Entries from a dataset:
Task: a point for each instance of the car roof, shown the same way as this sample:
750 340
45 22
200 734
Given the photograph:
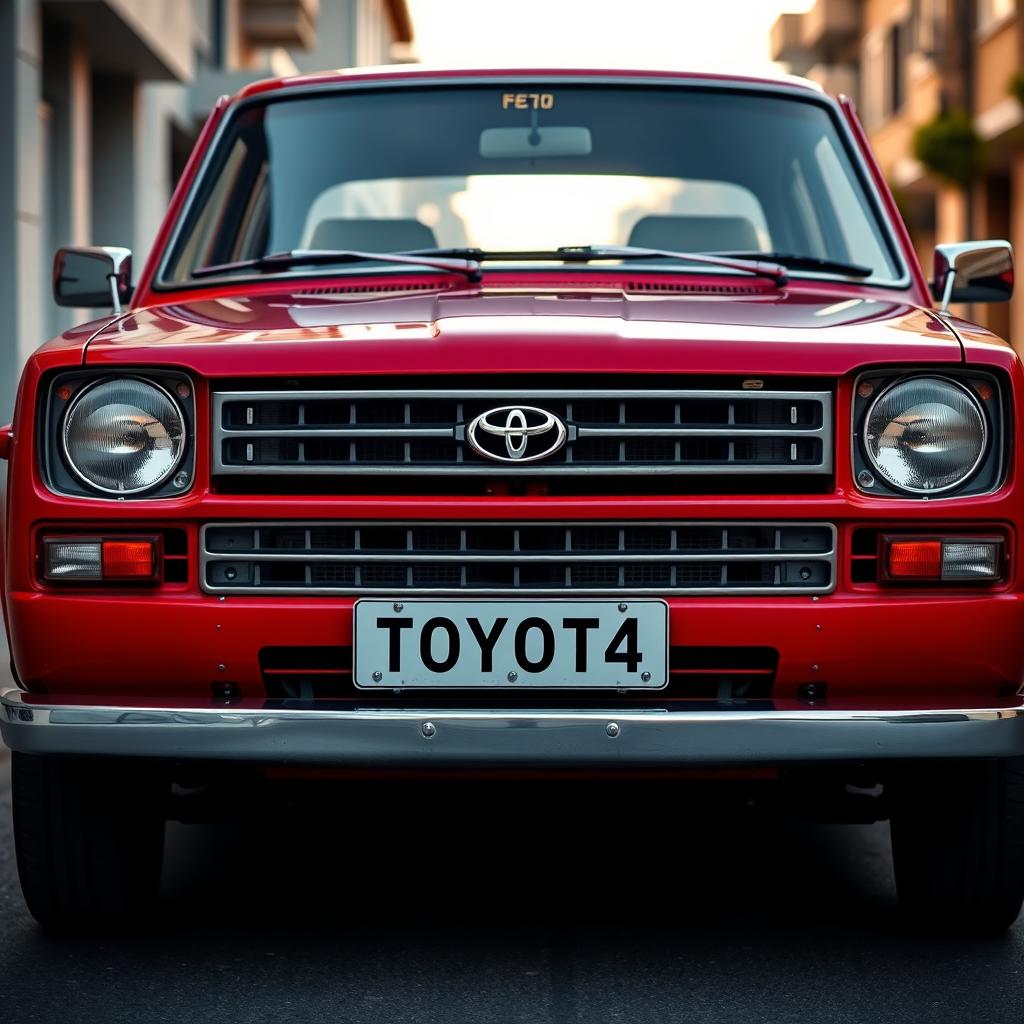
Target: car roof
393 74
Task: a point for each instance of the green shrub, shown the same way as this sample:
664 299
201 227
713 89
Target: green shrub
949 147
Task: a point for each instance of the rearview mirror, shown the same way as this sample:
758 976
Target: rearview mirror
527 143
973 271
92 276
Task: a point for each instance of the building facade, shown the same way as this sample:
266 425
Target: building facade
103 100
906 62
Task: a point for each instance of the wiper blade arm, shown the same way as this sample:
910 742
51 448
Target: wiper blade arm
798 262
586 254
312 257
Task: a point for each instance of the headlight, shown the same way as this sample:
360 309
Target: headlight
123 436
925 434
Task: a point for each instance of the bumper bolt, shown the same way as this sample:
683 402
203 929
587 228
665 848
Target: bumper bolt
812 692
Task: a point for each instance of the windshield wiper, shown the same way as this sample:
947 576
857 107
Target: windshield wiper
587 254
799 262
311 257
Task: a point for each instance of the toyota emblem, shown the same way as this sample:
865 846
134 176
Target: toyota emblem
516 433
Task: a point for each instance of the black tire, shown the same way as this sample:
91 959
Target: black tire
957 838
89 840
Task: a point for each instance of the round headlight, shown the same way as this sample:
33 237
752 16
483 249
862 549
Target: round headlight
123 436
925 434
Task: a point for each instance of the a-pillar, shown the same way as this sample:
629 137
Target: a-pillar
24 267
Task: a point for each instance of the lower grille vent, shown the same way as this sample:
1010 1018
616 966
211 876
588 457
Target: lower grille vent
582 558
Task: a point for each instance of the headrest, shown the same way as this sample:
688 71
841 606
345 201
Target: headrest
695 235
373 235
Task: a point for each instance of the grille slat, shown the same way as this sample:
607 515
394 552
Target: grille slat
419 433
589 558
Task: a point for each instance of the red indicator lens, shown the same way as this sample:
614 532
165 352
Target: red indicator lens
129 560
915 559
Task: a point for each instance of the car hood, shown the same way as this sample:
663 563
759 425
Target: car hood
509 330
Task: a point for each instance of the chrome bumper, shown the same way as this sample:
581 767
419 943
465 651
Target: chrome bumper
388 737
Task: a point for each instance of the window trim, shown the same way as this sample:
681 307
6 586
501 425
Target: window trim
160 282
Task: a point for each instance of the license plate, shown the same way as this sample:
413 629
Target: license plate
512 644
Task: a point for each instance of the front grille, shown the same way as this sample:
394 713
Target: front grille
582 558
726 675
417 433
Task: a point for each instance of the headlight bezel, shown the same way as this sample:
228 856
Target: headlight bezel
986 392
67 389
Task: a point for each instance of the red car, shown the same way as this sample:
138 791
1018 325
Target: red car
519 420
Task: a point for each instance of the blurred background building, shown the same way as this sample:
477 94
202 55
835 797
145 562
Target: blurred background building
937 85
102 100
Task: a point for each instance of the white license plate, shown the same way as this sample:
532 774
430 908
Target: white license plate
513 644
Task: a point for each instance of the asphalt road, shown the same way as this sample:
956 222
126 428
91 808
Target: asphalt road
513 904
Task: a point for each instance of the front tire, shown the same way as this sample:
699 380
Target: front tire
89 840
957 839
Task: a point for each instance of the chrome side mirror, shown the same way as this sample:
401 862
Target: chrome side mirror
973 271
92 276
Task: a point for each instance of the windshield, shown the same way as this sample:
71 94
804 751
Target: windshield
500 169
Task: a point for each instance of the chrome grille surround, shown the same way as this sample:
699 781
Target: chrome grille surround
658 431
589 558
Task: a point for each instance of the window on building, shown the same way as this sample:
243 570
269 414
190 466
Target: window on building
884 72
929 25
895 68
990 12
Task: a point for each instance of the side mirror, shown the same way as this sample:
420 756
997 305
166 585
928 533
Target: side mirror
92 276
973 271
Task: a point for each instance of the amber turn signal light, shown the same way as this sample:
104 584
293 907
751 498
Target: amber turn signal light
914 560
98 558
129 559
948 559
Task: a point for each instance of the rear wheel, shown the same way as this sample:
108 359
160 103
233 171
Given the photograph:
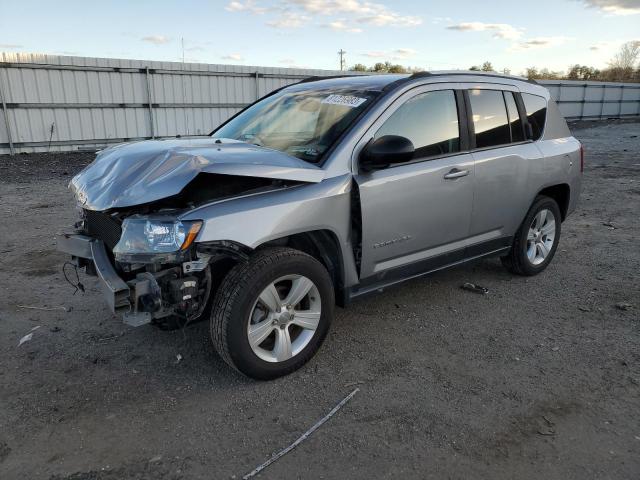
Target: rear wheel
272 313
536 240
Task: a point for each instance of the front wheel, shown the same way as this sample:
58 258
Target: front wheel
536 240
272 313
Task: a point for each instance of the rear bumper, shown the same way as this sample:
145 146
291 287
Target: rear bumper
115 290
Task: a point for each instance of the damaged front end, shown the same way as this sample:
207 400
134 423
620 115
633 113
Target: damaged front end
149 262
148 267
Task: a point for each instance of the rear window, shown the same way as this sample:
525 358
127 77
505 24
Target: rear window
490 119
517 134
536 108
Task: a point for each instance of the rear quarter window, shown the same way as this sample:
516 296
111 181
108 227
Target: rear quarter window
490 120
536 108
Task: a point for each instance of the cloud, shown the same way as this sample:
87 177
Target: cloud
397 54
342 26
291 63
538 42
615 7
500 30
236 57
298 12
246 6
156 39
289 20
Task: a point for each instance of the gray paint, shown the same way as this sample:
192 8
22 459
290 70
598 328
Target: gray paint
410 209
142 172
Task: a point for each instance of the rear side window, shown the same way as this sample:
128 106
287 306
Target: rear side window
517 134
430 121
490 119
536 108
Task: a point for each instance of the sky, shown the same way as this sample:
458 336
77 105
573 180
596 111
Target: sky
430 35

...

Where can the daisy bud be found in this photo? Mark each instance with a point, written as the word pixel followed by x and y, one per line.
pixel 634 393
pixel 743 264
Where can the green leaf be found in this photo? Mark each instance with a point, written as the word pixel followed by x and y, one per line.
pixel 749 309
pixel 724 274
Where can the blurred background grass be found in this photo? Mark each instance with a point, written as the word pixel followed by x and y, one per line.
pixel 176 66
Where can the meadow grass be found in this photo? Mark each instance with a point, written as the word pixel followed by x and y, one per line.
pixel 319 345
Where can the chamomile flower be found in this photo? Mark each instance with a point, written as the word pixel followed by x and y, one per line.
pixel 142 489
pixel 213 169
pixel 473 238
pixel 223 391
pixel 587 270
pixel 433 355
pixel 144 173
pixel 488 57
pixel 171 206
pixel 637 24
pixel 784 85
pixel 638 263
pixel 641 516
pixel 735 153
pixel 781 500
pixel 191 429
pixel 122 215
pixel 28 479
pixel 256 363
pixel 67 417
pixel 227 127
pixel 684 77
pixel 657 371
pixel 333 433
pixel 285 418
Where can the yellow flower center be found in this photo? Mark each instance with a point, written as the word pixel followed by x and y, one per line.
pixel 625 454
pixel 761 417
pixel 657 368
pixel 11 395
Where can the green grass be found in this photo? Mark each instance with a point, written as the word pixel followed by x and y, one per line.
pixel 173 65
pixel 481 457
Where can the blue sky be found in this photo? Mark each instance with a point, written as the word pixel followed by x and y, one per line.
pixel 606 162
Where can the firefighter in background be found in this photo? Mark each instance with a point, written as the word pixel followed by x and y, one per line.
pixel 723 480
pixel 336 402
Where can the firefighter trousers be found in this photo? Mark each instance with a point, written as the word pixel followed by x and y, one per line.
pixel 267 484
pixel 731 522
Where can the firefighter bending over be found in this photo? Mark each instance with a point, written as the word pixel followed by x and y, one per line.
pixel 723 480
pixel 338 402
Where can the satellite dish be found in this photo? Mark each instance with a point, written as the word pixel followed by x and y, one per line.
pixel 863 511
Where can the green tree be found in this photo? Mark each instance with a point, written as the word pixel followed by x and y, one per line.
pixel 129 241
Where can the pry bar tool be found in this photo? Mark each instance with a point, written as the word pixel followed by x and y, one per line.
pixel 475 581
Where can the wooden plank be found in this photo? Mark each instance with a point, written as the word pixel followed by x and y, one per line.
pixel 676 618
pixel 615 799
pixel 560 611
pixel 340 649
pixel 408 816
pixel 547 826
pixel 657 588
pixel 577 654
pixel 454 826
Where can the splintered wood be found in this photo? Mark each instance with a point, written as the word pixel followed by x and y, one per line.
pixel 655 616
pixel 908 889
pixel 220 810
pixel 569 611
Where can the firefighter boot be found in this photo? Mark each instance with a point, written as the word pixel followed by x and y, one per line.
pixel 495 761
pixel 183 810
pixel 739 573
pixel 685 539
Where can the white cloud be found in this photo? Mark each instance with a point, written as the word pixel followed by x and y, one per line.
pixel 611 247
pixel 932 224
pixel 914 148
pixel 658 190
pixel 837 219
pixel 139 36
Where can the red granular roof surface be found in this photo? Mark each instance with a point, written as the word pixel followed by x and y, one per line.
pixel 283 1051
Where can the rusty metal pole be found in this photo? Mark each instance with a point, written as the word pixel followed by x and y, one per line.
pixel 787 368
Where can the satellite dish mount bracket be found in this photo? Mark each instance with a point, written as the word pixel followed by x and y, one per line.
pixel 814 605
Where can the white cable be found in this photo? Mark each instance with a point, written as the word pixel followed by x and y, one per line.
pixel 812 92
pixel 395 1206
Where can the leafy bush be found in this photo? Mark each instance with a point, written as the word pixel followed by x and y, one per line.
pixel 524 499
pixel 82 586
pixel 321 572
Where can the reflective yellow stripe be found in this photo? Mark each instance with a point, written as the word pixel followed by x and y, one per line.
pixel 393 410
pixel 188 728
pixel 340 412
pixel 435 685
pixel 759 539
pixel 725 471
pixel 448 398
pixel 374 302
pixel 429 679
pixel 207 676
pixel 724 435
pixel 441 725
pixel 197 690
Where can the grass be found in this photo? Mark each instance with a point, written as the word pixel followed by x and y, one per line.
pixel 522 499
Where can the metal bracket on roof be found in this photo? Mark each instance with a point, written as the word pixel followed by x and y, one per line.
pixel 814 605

==

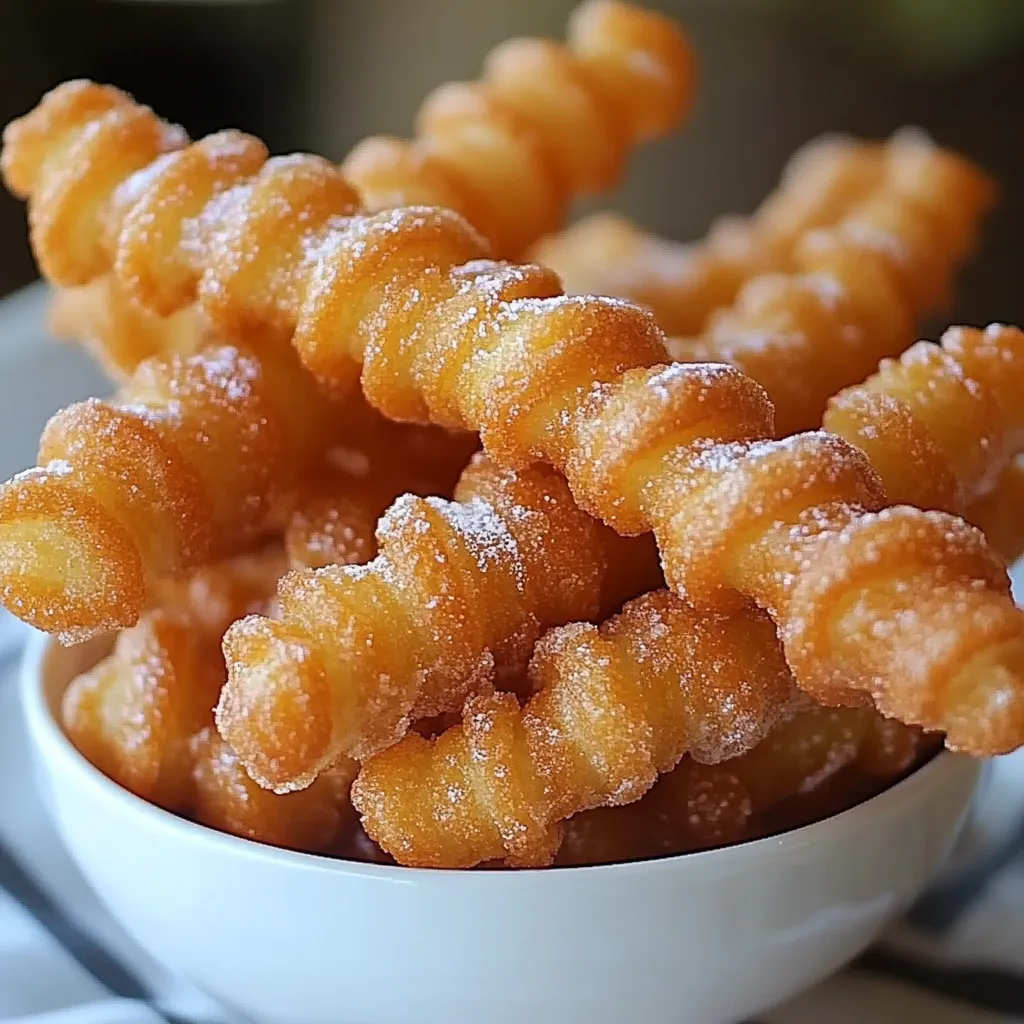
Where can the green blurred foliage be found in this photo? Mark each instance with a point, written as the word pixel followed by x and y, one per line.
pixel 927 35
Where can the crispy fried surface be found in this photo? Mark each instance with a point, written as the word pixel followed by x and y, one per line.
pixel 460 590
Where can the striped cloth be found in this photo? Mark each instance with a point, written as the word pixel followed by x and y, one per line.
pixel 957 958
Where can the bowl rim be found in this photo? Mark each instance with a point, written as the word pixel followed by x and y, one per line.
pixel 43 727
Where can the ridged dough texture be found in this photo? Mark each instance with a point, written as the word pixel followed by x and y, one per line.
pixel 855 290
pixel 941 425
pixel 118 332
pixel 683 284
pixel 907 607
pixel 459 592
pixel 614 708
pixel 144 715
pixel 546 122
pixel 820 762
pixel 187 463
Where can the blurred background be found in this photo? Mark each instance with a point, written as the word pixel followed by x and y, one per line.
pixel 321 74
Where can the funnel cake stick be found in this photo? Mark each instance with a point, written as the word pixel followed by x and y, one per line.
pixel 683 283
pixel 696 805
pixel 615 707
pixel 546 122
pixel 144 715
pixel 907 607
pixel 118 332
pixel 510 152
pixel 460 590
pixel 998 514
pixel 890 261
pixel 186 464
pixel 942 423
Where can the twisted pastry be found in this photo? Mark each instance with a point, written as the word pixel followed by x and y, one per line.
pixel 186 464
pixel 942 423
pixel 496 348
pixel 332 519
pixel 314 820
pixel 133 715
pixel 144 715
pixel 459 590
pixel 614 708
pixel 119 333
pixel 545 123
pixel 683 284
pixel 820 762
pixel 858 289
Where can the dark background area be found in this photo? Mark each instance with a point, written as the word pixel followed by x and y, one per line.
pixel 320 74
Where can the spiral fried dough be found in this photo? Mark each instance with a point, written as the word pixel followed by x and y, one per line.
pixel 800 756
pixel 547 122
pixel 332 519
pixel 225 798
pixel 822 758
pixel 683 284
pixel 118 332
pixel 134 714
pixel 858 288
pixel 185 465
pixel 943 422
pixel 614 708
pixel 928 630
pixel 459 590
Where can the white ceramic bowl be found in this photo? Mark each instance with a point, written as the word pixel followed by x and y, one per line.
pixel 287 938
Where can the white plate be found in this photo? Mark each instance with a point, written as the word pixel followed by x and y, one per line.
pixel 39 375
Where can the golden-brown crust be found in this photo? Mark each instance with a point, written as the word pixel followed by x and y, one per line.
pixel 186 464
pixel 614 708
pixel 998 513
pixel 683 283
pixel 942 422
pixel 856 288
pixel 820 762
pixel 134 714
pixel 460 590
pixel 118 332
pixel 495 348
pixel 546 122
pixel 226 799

PROBLEM DETAILS:
Gather every line of the data above that contains the word "bolt", and note that case matters.

WORKED ANSWER:
Task: a point for each instance of the bumper bolt, shown the same way as this sample:
Target: bumper bolt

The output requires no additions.